(Work to complete)
Reproduce the listing below word for word, keeping every line and character unchanged.

- - -

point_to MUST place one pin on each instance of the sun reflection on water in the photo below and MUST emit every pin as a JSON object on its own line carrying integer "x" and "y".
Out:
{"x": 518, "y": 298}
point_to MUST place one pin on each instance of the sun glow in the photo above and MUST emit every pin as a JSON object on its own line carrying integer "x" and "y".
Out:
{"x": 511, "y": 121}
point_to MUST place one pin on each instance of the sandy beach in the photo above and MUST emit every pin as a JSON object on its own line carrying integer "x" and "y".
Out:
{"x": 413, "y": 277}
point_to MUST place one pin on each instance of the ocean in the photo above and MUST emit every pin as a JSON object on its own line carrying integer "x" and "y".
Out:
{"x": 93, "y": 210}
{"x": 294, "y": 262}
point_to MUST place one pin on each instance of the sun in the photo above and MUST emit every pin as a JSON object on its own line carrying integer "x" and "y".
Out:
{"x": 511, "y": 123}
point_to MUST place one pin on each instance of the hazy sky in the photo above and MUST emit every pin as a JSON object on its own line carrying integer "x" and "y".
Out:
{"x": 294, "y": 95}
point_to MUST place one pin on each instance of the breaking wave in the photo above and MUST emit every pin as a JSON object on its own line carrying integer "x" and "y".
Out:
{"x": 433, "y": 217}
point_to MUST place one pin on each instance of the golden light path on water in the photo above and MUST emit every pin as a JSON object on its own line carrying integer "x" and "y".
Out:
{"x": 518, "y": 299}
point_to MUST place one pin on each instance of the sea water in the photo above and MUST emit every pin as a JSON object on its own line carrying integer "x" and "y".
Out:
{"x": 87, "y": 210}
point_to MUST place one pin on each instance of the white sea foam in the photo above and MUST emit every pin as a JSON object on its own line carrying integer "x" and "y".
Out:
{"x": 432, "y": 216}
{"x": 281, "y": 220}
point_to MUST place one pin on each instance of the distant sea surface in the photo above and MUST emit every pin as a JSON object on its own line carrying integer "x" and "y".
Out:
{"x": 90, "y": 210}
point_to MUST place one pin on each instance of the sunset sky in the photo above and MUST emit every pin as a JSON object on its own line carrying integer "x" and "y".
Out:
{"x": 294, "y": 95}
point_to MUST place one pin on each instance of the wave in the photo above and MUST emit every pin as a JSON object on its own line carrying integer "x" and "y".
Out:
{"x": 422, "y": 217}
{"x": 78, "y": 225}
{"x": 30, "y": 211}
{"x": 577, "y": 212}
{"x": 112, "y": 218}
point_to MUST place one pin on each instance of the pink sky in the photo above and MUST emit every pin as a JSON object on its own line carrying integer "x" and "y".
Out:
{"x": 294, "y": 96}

- - -

(Correct answer)
point_to MUST place one pin on each instance of the sun reflection on water in the photo below and MUST emit every pin as a JSON object on its own line carrying integer "x" and "y".
Out:
{"x": 518, "y": 298}
point_to MUST place one pin on each instance of the sun glow in the photo above and MUST emit every pin as a JSON object on its own line carrying integer "x" and "y".
Out:
{"x": 511, "y": 121}
point_to MUST place one pin on each instance of the sandy beach in the photo above and MUST emit every pin as a JSON object on its own line carrying integer "x" and "y".
Out:
{"x": 413, "y": 277}
point_to MUST place one pin on each instance of the ocean in the photo above and MUST emit every pin as a JSON object on its own line carrying integer "x" and "y".
Out:
{"x": 93, "y": 210}
{"x": 294, "y": 262}
point_to MUST place one pin on each instance of the sun in the photo above and MUST emit every pin as a JSON object on its own line carrying integer "x" and "y".
Out:
{"x": 511, "y": 123}
point_to MUST place one pin on each instance of the hazy sky in the photo above and MUST emit every pin as a JSON object on its own line carrying integer "x" and "y".
Out:
{"x": 294, "y": 95}
point_to MUST place one pin on each instance of the breaking wave in the photo above and MUST emit every pin as a JSON object on its own line carrying integer "x" and "y".
Out:
{"x": 433, "y": 217}
point_to MUST place one pin on each instance of the golden light path on water in the photo above and MUST emit every pin as a JSON object on its own line carrying integer "x" and "y".
Out:
{"x": 518, "y": 299}
point_to MUST place one pin on each instance of the sea water in the photo above and MUST emit every pin as a JSON object on its own line carrying integer "x" and "y".
Out:
{"x": 87, "y": 210}
point_to MUST place one pin on each instance of the white sea foam in the photo above and MUST emit every pin as a JSON object on its own line carrying integer "x" and "y".
Out:
{"x": 432, "y": 216}
{"x": 281, "y": 220}
point_to MUST place one pin on each instance of the distant sea surface in the photo above and MUST emit every pin as a JSON object on its own line carrying integer "x" and "y".
Out:
{"x": 90, "y": 210}
point_to MUST place one pin on each instance of the sunset sky in the photo above and MUST emit every pin as a JSON object on its own line carrying integer "x" and "y".
Out:
{"x": 294, "y": 95}
point_to MUST place one pin on each instance of the wave in the photo above and MUST emit every pin as a JSON object on its own line carrying integer "x" and "y".
Out:
{"x": 422, "y": 217}
{"x": 78, "y": 225}
{"x": 30, "y": 211}
{"x": 577, "y": 212}
{"x": 112, "y": 218}
point_to MUST place one pin on each instance of the pink sky in the photo above and MUST emit every pin as a JSON object on its own line carrying integer "x" and "y".
Out:
{"x": 294, "y": 96}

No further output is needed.